__EXCERPT__
□ □ □

19 December 2012

Zimbabwe: Diamond Looters Cornered

THE legislative assembly has cast into the spotlight the controversial Chiadzwa diamonds in a bid to plug alleged leakages that are said to be enriching an elite few within ZANU-PF at the expense of the generality of the population, with the Parliamentary Committee on Mines and Energy recommending that lawmakers should have an oversight over all the diamond deals, The Financial Gazette can exclusively reveal.

Accusations and counter-accusations have dogged the handling of revenues from Chiadzwa diamond exp-orts ever since the government seized the hugely prolific fields from the private sector in 2006. The discord worsened following the formation of a coalition government in February 2009, with head of the exchequer, Tendai Biti, suggesting that the country could be losing diamond revenue to some fat cats that might be taking advantage of the secrecy involved in the marketing of the local gems.

The mistrust around the Chiadzwa gemstones have also triggered disputes in the Kimberley Process Certification Scheme (KPCS) where members are divided over the controversial ban on Zimbabwe diamonds by the United States and its allies.

Members of Parliament now want all new mining deals to be approved by the august House first before being endorsed by the Executive to improve accountability and transparency. They have also recommended that government must renegotiate all previous mining deals, amid claims of loses to the nation due to corruption, smuggling and other malpractices.

In their end of year report, members of the Parliamentary Committee on Mines and Energy said government was losing huge sums of money due to corruption, illegal mining, under-declaration of exports by miners and illegal marketing of minerals due to poor monitoring and surveillance.

The MPs said since last year there has been no change with regard to these issues, adding that about US$563 million worth of diamonds were exported and only US$43 million in dividends was remitted to Treasury.

The committee said there is still a vast area in Marange being guarded by security forces, but it was high time government allocated more diamond concessions to ensure that the responsibility of area security is transferred to operating companies as has been done with Diamond Mining Corporation, Mbada, Marange Resources and Anjin.

"A law should be enacted where all major mining contracts should be ratified by Parliament before they become binding. At the same time, all major mining contracts should have a clause, which makes it mandatory for the contract to be reviewed after a certain period of time in order to reflect the socio-economic conditions prevailing at the time," reads part of the report.

The report said government should record progress towards re-negotiating most of the major mining contracts in the country so that they are more beneficial to the nation.

□ □ □

__PROBLEM STATEMENT__
According to the article on the Chiadzwa diamonds, how much in dividends reached Treasury from about US$563 million worth of diamond exports?

__DATASET SECTION__
□ □ □

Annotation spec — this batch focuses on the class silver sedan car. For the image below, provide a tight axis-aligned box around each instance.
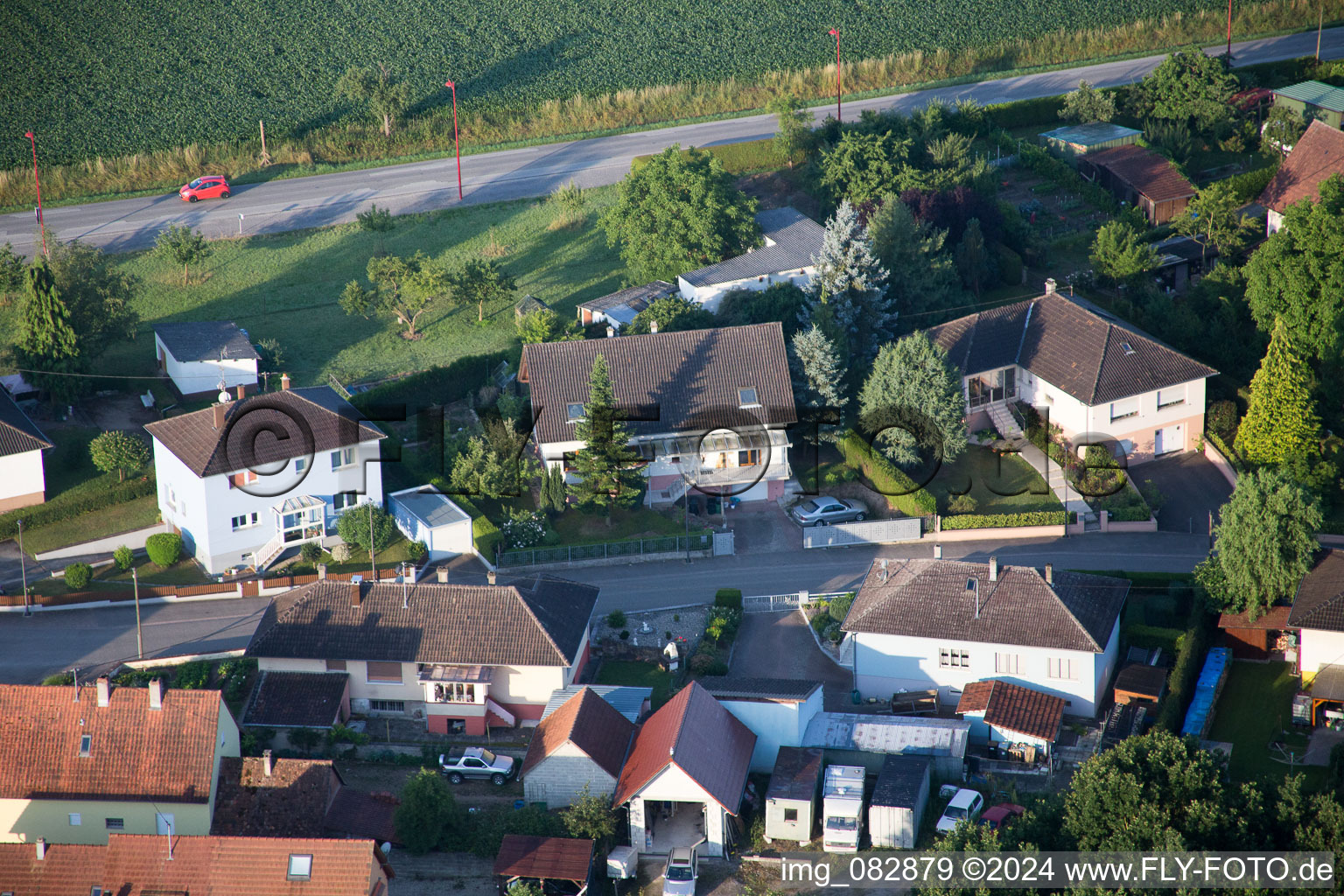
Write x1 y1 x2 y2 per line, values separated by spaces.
789 494 868 525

□ □ □

__CORRECT ANSWER__
Only US$43 million was remitted to Treasury.